### Text block
** Start **

Congratulate the H’s on Philip, I don’t think I’ve even mentioned the poor kid yet!  [My uncle and aunt, Terry and Monica, had obviously had their fifth and last child/]

Very amused about Fred and the Blackbird; I’m glad too that she’s such good company for you. It’s a bit like the radio here – they’re so informative about everything (the 3rd [Radio 3] programme plays serious music most of the day, except for the odd play) and they explain all sorts of interesting points, and I quite feel as though it’s someone talking to me particularly all the time! 

Tell Kingsley sometime that the rent is £5 a week between us; but his fares may cost him another pound going to and from the Guildhall each week, and food is sometimes surprisingly expensive; meat, eg, is fantastic, and yet other things are so cheap that you wonder if they've charged you for everything! [Kingsley was to be my flatmate, and hadn’t arrived at this point. As I anticipated, when he did arrive, he found the cost and the travel from Plaistow too much and didn’t stay long.]  The meals at the Opera C. are filling enough and I only need to have a reasonably cheap snack when I get home.  [For the life of me I can’t visualise where the cafeteria was, or what it looked like, at the Opera Centre.] I imagine that they have a cafeteria at the Guildhall too. We have to put a 1/- in the slot for electricity here, which is sometimes annoying because it always seems to happen when I’m cooking, and shillings are very hard to get because everyone wants them for the same reason.  At the moment I have a fair supply, however, and Mr M. down-stairs says I only need to ask if I do run out as he keeps 10/- worth.  Mrs M occasionally makes my bed only because she happens to be trotting around with the sheets which she says she will always do – she got quite a surprise when I did the first one!  [I say first one, but my memory is of doing both sheets, in the bath, and having a great deal of trouble trying to wring them out. She realised what I was doing when I tried to find somewhere to hang them.] And she has offered to take our washing along to the laundrette with hers as things get wetter. At the moment the weather is still quite reasonable, though it has poured a few times.  I did my washing about 10.30 last night, and put it out and it was dry this morning. Nina suggested putting my underclothes between hot water bottles to dry them, and this has worked well so far, and I hang my shirts in the little sun-room sort of thing at the back of the house, where they seem to air quite well.  And tell K[ingsley] there is a tea-pot!

** End **

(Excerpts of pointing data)
** Start **

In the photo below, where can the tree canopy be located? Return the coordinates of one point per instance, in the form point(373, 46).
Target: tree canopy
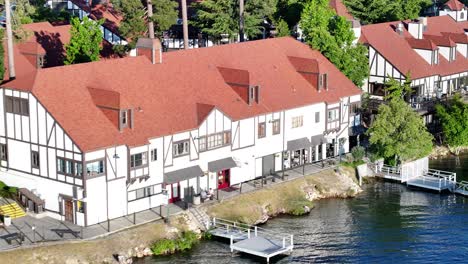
point(398, 133)
point(454, 121)
point(85, 41)
point(333, 37)
point(217, 17)
point(377, 11)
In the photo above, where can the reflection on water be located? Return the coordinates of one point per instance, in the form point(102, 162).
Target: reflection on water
point(387, 223)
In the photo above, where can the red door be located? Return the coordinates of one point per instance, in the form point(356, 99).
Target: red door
point(175, 193)
point(223, 179)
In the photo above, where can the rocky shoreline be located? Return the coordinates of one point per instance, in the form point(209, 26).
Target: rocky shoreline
point(294, 197)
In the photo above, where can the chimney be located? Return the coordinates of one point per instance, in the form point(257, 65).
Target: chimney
point(416, 29)
point(185, 24)
point(399, 29)
point(150, 22)
point(151, 48)
point(11, 58)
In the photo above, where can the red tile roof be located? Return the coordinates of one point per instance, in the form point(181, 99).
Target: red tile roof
point(175, 95)
point(340, 9)
point(399, 52)
point(455, 5)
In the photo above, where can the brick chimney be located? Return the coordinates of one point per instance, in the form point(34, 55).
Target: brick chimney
point(151, 48)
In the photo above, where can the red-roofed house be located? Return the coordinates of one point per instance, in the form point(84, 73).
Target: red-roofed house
point(112, 19)
point(433, 50)
point(456, 9)
point(102, 140)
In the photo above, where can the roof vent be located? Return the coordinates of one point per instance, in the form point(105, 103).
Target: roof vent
point(151, 48)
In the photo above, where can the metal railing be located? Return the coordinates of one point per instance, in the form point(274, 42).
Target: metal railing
point(250, 231)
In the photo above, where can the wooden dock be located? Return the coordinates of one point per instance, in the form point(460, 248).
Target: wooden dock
point(462, 188)
point(252, 240)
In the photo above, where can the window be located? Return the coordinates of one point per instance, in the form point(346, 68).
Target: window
point(354, 109)
point(17, 105)
point(137, 160)
point(3, 152)
point(95, 168)
point(214, 140)
point(154, 155)
point(297, 121)
point(261, 130)
point(181, 148)
point(35, 159)
point(276, 127)
point(332, 115)
point(69, 167)
point(144, 192)
point(123, 118)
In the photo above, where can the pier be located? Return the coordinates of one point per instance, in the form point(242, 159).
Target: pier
point(252, 240)
point(417, 174)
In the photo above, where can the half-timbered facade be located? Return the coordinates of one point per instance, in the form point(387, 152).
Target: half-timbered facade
point(432, 51)
point(108, 143)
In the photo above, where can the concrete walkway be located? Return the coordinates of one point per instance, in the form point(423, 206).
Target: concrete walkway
point(48, 229)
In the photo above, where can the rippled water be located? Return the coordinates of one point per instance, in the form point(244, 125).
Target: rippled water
point(387, 223)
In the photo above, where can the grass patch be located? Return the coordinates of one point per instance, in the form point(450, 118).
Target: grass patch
point(352, 164)
point(7, 191)
point(169, 246)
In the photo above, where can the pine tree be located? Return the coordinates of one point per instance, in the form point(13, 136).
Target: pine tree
point(85, 41)
point(333, 37)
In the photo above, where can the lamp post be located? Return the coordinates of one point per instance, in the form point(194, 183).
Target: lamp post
point(166, 193)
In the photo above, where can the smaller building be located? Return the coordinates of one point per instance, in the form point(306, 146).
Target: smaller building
point(456, 9)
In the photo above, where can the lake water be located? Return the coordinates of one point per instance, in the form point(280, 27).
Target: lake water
point(388, 223)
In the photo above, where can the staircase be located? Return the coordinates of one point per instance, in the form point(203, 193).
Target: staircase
point(203, 220)
point(11, 208)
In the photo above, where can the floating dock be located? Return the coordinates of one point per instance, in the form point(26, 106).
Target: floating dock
point(252, 240)
point(428, 179)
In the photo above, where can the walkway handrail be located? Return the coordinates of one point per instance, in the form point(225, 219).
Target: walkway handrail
point(249, 229)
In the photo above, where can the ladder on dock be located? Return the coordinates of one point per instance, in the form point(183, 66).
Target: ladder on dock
point(436, 180)
point(462, 188)
point(252, 239)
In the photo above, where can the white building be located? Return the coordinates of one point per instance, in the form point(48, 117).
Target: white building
point(432, 50)
point(456, 9)
point(102, 140)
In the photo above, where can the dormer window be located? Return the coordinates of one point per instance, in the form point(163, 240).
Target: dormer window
point(123, 118)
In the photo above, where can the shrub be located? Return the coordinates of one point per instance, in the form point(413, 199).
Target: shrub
point(168, 246)
point(358, 153)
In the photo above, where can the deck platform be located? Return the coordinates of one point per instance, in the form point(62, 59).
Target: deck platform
point(462, 188)
point(252, 240)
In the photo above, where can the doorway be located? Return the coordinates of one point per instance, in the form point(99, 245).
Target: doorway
point(175, 193)
point(68, 210)
point(224, 179)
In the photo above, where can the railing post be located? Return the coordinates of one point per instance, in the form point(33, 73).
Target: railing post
point(232, 242)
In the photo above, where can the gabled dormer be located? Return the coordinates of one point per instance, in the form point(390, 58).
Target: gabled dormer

** End **

### Tasks to carry out
- 1) Swap "Blackbird" for "Robin" in the letter, rewriting it starting with "Congratulate the H’s" and going on through "all the time!".
- 2) Name every place the letter mentions by its proper name.
These lines have no connection to the letter.

### Answers below
- 1)
Congratulate the H’s on Philip, I don’t think I’ve even mentioned the poor kid yet!  [My uncle and aunt, Terry and Monica, had obviously had their fifth and last child/]

Very amused about Fred and the Robin; I’m glad too that she’s such good company for you. It’s a bit like the radio here – they’re so informative about everything (the 3rd [Radio 3] programme plays serious music most of the day, except for the odd play) and they explain all sorts of interesting points, and I quite feel as though it’s someone talking to me particularly all the time!

- 2) the Guildhall, Plaistow, the Opera Centre